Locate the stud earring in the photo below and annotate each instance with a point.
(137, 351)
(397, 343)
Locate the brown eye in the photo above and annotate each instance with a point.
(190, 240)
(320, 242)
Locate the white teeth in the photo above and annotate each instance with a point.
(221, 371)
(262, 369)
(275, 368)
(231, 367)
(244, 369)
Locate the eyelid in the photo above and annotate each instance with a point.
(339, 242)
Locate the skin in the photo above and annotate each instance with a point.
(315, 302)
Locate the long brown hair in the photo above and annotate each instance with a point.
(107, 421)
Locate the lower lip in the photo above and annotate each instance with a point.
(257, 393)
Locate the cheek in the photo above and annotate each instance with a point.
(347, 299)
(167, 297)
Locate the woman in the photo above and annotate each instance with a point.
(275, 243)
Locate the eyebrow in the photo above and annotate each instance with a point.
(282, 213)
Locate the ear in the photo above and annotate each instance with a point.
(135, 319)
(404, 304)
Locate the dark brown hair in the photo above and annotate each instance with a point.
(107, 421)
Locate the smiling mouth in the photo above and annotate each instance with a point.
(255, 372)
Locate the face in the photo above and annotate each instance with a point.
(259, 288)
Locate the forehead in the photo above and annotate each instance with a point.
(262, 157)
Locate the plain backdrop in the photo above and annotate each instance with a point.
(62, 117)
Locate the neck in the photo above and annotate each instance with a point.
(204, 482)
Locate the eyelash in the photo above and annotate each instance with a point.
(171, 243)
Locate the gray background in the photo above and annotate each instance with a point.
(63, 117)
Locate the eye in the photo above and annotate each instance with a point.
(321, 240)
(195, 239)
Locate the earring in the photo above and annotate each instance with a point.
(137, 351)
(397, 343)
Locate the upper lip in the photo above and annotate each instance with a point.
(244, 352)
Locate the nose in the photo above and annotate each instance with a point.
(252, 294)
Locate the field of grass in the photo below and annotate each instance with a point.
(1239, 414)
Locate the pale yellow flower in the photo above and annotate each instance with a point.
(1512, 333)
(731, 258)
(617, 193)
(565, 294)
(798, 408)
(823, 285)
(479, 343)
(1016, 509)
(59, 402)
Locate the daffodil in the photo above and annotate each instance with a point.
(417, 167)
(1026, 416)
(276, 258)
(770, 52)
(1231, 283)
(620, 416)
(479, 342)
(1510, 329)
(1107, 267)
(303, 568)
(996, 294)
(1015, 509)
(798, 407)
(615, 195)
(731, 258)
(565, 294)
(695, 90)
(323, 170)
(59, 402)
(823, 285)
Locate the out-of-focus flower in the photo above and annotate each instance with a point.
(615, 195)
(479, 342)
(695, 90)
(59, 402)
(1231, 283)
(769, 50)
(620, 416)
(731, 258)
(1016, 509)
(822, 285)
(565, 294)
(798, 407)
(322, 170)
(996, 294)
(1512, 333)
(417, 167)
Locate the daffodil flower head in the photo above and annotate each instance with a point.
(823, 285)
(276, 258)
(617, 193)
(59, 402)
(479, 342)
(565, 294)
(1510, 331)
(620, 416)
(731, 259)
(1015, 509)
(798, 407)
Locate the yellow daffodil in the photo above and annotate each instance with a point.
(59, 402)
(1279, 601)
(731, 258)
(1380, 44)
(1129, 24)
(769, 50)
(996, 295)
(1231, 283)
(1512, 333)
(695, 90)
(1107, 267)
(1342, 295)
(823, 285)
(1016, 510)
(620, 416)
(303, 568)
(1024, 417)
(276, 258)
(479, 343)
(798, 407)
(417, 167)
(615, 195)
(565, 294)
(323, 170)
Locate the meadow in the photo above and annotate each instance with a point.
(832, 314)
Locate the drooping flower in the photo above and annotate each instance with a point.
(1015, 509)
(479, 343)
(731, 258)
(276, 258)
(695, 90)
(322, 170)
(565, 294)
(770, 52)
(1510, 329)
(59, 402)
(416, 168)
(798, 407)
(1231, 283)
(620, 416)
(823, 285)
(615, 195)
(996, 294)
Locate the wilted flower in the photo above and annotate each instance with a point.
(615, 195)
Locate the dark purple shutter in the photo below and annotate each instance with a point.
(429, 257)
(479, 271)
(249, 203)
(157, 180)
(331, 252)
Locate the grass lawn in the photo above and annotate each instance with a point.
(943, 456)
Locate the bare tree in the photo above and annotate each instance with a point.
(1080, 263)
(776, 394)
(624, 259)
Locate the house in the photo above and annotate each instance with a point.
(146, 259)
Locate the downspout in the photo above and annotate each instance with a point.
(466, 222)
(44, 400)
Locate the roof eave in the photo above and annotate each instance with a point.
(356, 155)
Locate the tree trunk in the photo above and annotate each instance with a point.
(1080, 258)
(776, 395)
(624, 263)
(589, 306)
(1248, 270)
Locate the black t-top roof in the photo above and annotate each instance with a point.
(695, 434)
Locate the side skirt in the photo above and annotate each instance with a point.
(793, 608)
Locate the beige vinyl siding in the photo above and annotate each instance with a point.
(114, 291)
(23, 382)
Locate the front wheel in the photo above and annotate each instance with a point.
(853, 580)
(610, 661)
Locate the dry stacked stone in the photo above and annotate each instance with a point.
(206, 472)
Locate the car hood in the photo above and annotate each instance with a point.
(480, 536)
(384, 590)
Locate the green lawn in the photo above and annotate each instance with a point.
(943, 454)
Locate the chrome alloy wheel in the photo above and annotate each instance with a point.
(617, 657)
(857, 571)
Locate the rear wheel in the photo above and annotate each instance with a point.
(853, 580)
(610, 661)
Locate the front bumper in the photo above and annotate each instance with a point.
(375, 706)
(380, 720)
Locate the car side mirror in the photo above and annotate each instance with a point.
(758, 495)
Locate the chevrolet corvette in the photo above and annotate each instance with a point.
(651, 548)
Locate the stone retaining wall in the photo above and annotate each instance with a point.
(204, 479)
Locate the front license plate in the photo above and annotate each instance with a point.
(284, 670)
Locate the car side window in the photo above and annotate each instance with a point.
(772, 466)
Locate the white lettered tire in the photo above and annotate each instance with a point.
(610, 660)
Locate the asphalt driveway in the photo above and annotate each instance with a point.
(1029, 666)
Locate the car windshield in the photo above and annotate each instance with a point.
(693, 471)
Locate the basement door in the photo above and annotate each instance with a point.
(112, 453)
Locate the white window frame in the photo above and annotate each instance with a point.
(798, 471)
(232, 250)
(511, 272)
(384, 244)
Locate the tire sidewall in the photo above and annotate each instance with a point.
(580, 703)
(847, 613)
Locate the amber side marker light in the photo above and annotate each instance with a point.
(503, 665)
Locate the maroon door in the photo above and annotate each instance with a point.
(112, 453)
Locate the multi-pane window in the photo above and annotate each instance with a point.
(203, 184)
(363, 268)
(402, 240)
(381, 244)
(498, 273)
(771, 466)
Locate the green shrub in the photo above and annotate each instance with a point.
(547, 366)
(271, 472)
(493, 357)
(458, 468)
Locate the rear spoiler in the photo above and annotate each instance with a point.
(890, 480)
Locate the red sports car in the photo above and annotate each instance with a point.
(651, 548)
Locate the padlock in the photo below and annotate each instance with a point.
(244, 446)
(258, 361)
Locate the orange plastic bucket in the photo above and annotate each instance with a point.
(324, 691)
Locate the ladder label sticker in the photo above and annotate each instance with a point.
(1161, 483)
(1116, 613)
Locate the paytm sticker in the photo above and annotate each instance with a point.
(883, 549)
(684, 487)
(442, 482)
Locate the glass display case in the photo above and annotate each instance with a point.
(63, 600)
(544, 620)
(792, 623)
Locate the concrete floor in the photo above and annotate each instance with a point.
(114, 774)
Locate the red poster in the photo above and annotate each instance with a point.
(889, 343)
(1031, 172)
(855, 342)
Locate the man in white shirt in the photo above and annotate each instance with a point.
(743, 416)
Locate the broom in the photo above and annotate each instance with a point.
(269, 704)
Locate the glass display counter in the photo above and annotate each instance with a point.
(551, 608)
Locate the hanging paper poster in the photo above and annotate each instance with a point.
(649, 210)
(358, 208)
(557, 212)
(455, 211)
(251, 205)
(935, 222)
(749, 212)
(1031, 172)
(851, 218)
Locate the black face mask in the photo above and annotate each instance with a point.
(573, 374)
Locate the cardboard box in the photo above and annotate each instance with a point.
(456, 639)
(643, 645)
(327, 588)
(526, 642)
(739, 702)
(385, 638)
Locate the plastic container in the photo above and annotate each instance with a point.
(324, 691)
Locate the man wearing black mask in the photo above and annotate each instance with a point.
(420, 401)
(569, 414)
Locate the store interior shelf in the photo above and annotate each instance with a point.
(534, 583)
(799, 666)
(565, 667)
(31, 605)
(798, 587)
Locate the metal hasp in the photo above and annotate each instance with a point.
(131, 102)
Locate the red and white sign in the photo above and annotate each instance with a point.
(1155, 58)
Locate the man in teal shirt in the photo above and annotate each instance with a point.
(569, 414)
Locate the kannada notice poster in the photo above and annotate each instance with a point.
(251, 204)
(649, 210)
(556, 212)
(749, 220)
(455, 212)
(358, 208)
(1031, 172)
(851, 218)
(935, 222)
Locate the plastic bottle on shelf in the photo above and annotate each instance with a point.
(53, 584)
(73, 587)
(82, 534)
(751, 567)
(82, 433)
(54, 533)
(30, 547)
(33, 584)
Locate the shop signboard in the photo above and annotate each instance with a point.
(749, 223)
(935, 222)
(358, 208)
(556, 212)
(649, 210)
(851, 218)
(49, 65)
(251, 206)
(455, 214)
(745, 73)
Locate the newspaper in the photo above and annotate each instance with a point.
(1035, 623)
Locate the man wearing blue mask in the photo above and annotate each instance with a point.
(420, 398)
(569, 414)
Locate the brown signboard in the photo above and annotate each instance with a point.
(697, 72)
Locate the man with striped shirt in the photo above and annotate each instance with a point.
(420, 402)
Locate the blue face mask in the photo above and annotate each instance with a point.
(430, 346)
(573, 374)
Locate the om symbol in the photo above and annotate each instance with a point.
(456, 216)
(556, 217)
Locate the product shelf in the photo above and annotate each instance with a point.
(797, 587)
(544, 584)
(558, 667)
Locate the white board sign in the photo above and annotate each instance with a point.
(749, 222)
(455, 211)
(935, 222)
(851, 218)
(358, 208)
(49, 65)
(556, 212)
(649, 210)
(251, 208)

☆ ☆ ☆ ☆

## Exercise goal
Return precisely the lines of the records, starting with the line that holds "Locate the store" and ending with the last one.

## Task response
Locate the store interior shelf in the photo above and annotate each instance with a point.
(534, 583)
(799, 666)
(565, 667)
(31, 605)
(798, 587)
Locate the metal hasp in the photo above and annotate each instance with a point.
(131, 102)
Locate the red and white sign in the photo above and annotate each instance with a point.
(1155, 58)
Locate the man in teal shirt in the photo above and annotate each instance with a point.
(569, 414)
Locate the kannada notice poster in the photo above and annotate each instance with a point.
(251, 204)
(649, 210)
(556, 212)
(749, 220)
(455, 212)
(358, 208)
(1031, 172)
(851, 218)
(935, 222)
Locate the plastic bottle on shelf in the photo above and annotate each instance with a point.
(53, 584)
(73, 587)
(82, 534)
(751, 567)
(82, 433)
(54, 533)
(30, 547)
(33, 584)
Locate the shop signboard in the photo above and annotate each instance with a point.
(749, 223)
(935, 222)
(358, 208)
(556, 212)
(649, 210)
(851, 218)
(49, 65)
(251, 206)
(455, 214)
(745, 73)
Locate the newspaper in the photo above and annotate each instance with a point.
(1035, 623)
Locate the man wearing blue mask in the photo above and annotate each instance with a point.
(420, 398)
(569, 414)
Locate the brown signboard in the photo above and annotate each instance with a point.
(697, 72)
Locate the man with striped shirt in the photo above and annotate each instance with a point.
(420, 402)
Locate the blue face mask in the photo above and annotate each instance with a point.
(430, 346)
(573, 374)
Locate the om symbol in the photo above and annotate each instance with a point.
(456, 216)
(556, 217)
Locate the product shelf in the photo above and annotate each instance with a point.
(797, 587)
(544, 584)
(558, 667)
Locate the white board sign in the photo above and annotate each instance with a point.
(749, 222)
(455, 211)
(935, 222)
(851, 218)
(358, 208)
(49, 65)
(556, 212)
(649, 210)
(251, 208)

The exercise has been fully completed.